## DATA

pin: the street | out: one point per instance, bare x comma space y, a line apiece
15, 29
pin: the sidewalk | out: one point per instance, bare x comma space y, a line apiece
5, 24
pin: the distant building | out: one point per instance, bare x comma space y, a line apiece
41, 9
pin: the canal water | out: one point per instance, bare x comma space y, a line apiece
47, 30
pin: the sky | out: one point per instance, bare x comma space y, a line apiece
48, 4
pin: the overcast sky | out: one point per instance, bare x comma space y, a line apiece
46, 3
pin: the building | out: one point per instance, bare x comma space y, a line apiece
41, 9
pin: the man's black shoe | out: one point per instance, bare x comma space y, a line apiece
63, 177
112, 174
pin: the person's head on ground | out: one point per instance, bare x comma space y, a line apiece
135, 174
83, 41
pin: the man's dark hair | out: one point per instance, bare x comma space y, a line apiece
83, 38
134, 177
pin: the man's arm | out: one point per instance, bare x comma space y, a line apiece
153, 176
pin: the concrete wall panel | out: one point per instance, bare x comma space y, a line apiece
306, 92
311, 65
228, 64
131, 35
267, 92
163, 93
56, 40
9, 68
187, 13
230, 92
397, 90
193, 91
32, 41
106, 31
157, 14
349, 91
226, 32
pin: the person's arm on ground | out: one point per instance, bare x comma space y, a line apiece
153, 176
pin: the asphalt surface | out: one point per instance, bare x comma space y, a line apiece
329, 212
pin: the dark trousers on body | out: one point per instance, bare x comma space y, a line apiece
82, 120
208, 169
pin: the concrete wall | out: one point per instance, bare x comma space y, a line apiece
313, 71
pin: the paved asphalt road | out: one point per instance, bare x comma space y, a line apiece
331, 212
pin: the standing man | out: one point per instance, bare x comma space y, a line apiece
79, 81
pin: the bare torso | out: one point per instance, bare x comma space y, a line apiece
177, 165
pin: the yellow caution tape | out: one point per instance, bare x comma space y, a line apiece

## WHAT IS EXPECTED
Can you write out, word for word, the stretch of the items above from the line containing "pin: the bare" through the last line?

## OUTPUT FOR THIS EXERCISE
pin: the bare torso | out: one point per instance, bare x comma space y, a line apiece
177, 165
pin: the yellow caution tape | out: one point per instance, bare x comma space y, a line apiece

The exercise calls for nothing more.